--- WORK TO COMPLETE ---
Please copy out the lines in the entries that contain "segment".
"""
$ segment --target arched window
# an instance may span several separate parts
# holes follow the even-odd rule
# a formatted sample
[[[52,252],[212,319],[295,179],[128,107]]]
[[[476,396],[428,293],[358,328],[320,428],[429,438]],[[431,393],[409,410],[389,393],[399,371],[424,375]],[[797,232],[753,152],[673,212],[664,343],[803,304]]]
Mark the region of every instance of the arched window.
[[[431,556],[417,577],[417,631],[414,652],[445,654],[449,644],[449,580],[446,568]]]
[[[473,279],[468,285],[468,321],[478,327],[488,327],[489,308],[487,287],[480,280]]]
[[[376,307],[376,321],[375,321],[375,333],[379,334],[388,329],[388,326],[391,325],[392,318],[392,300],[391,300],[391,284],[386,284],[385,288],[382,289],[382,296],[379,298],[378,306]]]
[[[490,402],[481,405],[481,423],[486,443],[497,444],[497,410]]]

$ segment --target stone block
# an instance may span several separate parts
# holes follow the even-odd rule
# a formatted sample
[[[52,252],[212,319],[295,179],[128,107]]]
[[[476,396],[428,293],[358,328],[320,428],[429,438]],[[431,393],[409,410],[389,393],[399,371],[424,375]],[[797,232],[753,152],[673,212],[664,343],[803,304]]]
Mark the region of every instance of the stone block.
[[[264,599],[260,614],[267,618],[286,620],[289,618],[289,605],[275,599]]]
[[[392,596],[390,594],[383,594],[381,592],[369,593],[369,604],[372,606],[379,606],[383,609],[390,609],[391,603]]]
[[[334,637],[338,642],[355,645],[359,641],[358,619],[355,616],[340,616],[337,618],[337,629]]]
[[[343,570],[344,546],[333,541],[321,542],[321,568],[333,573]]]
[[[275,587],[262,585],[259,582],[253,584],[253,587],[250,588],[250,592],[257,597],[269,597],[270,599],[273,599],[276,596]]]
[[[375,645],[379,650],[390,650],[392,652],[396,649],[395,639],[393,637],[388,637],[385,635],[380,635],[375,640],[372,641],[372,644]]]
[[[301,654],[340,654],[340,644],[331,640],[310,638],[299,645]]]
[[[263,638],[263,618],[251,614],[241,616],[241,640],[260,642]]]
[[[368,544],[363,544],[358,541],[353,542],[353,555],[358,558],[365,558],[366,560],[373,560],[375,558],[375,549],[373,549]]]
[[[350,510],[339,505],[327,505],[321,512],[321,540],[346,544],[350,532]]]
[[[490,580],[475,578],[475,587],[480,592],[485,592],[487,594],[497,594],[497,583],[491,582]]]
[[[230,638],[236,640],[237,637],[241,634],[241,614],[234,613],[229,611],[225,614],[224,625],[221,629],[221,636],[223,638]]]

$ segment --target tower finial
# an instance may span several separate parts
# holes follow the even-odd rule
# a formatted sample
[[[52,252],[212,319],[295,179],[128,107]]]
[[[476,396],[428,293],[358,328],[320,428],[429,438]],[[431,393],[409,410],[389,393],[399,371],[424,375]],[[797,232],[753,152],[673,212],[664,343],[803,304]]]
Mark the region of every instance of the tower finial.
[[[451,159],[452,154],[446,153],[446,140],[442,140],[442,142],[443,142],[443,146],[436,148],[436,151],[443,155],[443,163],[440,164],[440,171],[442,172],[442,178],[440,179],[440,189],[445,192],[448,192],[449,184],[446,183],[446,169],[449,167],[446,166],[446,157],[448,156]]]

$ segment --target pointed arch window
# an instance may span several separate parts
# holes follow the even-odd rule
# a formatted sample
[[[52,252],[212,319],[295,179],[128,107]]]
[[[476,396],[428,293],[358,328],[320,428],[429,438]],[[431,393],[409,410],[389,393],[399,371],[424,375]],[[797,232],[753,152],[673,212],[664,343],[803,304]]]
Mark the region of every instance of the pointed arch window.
"""
"""
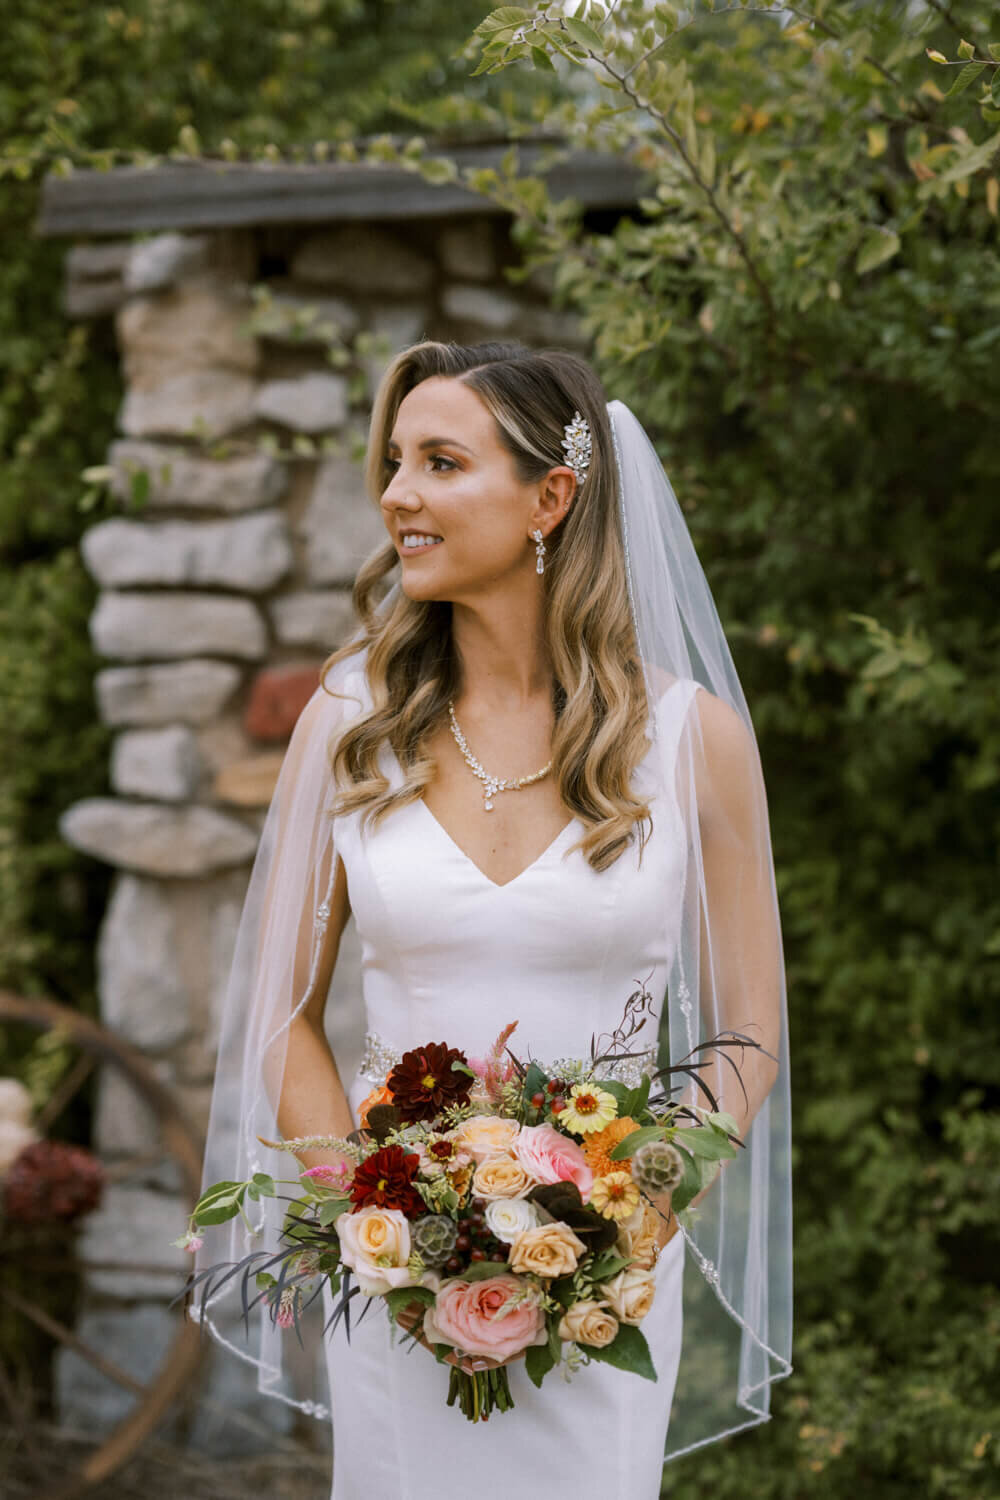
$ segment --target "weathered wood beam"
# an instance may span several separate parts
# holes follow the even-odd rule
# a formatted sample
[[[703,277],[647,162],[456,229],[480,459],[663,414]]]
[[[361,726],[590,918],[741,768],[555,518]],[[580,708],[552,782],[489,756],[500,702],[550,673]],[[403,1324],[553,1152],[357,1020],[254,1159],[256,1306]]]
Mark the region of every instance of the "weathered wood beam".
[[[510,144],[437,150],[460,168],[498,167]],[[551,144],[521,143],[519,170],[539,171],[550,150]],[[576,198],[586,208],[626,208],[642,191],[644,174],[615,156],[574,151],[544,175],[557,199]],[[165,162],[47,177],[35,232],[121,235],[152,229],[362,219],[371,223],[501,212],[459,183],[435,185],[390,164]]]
"""
"""
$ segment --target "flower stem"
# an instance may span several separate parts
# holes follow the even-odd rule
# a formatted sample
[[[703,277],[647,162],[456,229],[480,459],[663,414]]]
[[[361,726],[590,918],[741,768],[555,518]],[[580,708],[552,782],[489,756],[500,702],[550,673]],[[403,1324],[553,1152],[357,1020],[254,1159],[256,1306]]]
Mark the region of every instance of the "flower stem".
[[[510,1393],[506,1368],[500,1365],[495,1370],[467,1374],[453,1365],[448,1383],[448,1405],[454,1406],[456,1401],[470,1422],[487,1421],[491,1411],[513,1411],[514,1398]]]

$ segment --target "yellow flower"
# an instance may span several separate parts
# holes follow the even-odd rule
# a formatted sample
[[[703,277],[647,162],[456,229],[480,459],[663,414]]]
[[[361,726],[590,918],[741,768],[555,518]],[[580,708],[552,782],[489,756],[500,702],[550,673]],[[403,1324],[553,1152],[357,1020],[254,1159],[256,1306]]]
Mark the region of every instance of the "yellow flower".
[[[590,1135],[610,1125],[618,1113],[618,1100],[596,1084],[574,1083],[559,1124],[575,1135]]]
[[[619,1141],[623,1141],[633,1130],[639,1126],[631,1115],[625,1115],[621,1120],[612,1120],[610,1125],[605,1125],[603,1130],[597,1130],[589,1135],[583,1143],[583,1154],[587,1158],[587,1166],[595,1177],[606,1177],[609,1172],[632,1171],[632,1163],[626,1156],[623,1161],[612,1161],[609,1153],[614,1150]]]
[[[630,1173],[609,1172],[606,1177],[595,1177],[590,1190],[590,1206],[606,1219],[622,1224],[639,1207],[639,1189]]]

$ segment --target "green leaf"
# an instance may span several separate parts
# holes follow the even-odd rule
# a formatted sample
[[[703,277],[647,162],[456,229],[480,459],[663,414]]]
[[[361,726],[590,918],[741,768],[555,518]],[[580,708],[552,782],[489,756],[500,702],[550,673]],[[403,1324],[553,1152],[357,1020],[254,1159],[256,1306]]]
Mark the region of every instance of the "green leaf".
"""
--- RESULT ---
$ segment --target arched window
$ segment --target stone block
$ segment --target tower finial
$ segment --target pointed arch window
$ segment --target "weathered wood beam"
$ segment --target "flower stem"
$ segment --target "yellow flower"
$ segment --target "green leaf"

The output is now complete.